引文:
林寶雲本來想着,朋友熬得住店鋪工作的話,她就帶朋友去做工地。看到朋友一連辭了兩份工,她放棄了這個念頭,工地可比鞋店、快餐店辛苦多了。
年前林寶雲看新聞上說,一個女人跟丈夫、孩子遷居香港,丈夫、小孩适應了當地環境,她怎麽都不習慣,又回到内地生活。
"聽不懂,或者不會說廣東話,在香港也很麻煩"。林寶雲二弟也在香港做建築工人,他現在做工的工地,有些工人來自内陸地區,普通話裏可能帶了家鄉口音。弟弟在飯桌上跟她聊到這個就很苦惱," 很難溝通,他們的普通話我完全聽不懂,我的普通話他們也完全聽不懂 ",他說。
林寶雲剛到香港時,也不習慣,不說别的,屋子太逼仄了," 廁所一平方米不到,洗個澡胳膊都伸不開 ",跟香港很多人比,她和媽媽、二弟住在公屋,空間和環境已經很不錯了。
母親在家裏,能幫林寶雲和弟弟做飯,所以她中午一般都帶飯。弟弟隻有晚飯在家裏吃,早午飯都在外面吃,還要抽煙,一天的花銷至少得三四百港币。
林寶雲不抽煙不喝酒,日子過得節儉,弟弟老是揶揄她," 你的衣服都是多少年前的,你也不打扮打扮 "。
她的錢賺得不容易,一次出門做工時,她在半路上摔了一跤,左邊髌骨裂開了,她不清楚嚴重性,忍痛在工地上幹了一天,别的工人看她神色痛苦,還以爲她來了大姨媽。到了晚上睡覺時,她痛得躺不下床,咳嗽一下也覺得痛。第二天她去看急診,拍了片子醫生開了一周止疼藥,看完病她接着上工,吃完了止疼藥,她覺得痛感到了可忍受的程度,連止疼藥也不要了。
林寶雲幹裝修工不久,已經把香港的邊邊角角跑了個遍。香港的交通成本,貴得令人咋舌,車費最高的一天,她花了 100 多港币。她住在新界,位于香港的最北邊,這段時間她在香港最東面的工地上班,通勤距離漫長,她隻能早上 5 點鍾起床,因爲弟弟用洗手間的時間很長,她得提前進去。洗漱完她 5 點 50 分左右出門,不塞車的話,到工地也要 7 點 10 分了,換換衣服,準備一下, 也到了 8 點鍾上班時間。

記錄:

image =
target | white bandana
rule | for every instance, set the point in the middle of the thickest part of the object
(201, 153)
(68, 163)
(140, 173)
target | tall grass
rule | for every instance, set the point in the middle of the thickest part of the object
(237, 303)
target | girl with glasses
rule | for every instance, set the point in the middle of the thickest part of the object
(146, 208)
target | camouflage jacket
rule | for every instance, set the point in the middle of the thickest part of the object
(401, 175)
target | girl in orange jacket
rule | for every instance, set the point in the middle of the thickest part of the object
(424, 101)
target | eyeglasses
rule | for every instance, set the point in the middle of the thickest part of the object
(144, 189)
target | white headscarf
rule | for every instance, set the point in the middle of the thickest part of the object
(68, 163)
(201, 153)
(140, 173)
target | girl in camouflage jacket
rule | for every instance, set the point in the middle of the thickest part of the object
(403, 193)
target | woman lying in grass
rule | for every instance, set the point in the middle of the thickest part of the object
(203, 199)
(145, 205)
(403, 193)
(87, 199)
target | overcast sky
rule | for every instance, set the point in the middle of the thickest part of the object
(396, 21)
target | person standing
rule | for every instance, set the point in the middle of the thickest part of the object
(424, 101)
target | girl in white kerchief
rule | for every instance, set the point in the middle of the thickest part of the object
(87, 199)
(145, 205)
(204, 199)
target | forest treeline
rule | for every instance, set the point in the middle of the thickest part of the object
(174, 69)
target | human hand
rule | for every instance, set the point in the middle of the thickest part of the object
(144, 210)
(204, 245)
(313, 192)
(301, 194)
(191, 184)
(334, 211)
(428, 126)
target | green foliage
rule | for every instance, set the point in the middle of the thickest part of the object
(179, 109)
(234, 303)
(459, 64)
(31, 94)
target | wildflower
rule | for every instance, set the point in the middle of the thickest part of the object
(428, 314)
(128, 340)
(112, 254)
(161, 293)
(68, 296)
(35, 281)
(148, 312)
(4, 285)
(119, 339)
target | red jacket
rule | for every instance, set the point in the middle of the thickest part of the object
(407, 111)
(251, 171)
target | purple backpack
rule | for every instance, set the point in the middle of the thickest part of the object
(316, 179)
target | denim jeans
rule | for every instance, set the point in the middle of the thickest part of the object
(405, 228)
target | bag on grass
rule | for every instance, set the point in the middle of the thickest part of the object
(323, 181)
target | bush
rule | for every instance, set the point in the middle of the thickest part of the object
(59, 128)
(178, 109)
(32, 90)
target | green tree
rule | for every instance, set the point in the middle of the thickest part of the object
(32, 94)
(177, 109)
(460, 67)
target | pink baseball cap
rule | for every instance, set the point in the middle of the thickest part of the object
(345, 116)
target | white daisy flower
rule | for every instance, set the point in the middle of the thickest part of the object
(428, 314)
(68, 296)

待解問題:
1. 根據關於林寶雲的這段文字回答:
(a) 她車費最高的一天花了多少錢?
(b) 她在上工途中摔倒,傷到了哪裏?
(c) 她一般幾點出門去工地?
2. 關於林寶雲的這段文字說她早上隻能 5 點鍾起床。請根據文中所給的原因加以說明。
3. 請接着關於林寶雲的這段文字往下寫。

題目解答:
1.
(a) 100 多港幣。
(b) 左邊髕骨裂開了。
(c) 5 點 50 分左右。

2. 她住在香港最北邊的新界,這段時間卻在最東面的工地上班,通勤距離漫長。另外,弟弟用洗手間的時間很長,她得搶在他前面進去。

3.
" 下一個工地在西貢,比現在這個還要遠,爲了生活,隻能起早貪黑了。"
在香港幹建築工地,要有三寶——身份證、平安卡、工人注冊證。林寶雲是紮鐵工,不同于普通雜工,她還需要拿到銀卡——接受一天建築行業相關培訓,通過考試後發的證明。銀卡涉及的課程不難," 有點文化都能過 ",不過,她一個年齡偏大的朋友,不識字,考了四次都沒通過。
工地上的女工人,年齡至少在 30 歲以上,更年輕的女性,會選擇工地上的文職工作," 坐辦公室的 "。上了年紀的工人,不少也在做耗力氣的工種。工地上,最輕松的是開升降機的工人,幹這活兒的一般都是女人,不過她們的工作時間被拉得很長,從早上 7 點到晚上 6 點。
其他的工種,即便是做雜工,也非常辛苦,林寶雲在工地上做過三個月雜工," 說老實話,挺不容易的 "。
林寶雲曾在一個私人的工地上做過一段時間,其中有一天下着雨,天氣很冷,一對老夫妻負責清理外牆,有些地方沒清理幹淨,他們需要乘升降機返工。如果請操作升降機的工人幫忙,那要給對方另外付錢。老夫妻跟升降機工人簡單學習了操作流程後,便自己上手操作," 這在工地上其實是違規的,隻有擁有操作合格證的人,才能操作 "。
老夫妻還未清理完,升降機卡在了半空,上不去也下不來,故障遲遲未能解決,妻子太害怕了,吓得尿了褲子。
林寶雲父母早年間,也在香港工地讨生活,父親做水泥工,母親跟着父親做小工,當時的雇主,不給他們繳強積金,隻能自己出錢繳,父母隻繳了一人份的強積金。老兩口退休時,強積金賬戶裏的錢,扣掉管理費," 到手的隻有一點點 ",他們現在主要靠以前的積蓄在生活。
林寶雲做了紮鐵工以後,雇主才開始爲她繳納強積金。" 強積金是超過 65 歲,就不讓你繳了。積金局拿着你的錢做投資,有時賺,有時虧,65 歲時你賬戶裏剩多少錢,你可以一次性提出來。我弟弟的強積金賬戶,疫情期間虧了幾萬港币,他氣得打電話到強積金管理局罵他們。"
香港的公共醫療很 " 平價 ",林寶雲挂過幾次公立醫院的急診,診費 100 多港币," 在私立醫院,看一次診起碼得 300 港币,有名的診所、醫生有些要一兩千港币 "。" 但很多時候,你去公立醫院看診,做手術,要排很久很久的隊"。
疫情期間,有天早上,林寶雲頭暈目眩、上吐下瀉,她想去樓下最近的私人診所看診,對方告訴她,當晚 7 點鍾以後才有号。她又試着在政府醫療系統預約,平台顯示當天的号已經放完。她身體太難受了,跟朋友求助,朋友告訴她,那個平台某個時間段可能會再放号,林寶雲按朋友的指點,在那個時間不停地撥電話,總算約上了晚上 6 點半的号。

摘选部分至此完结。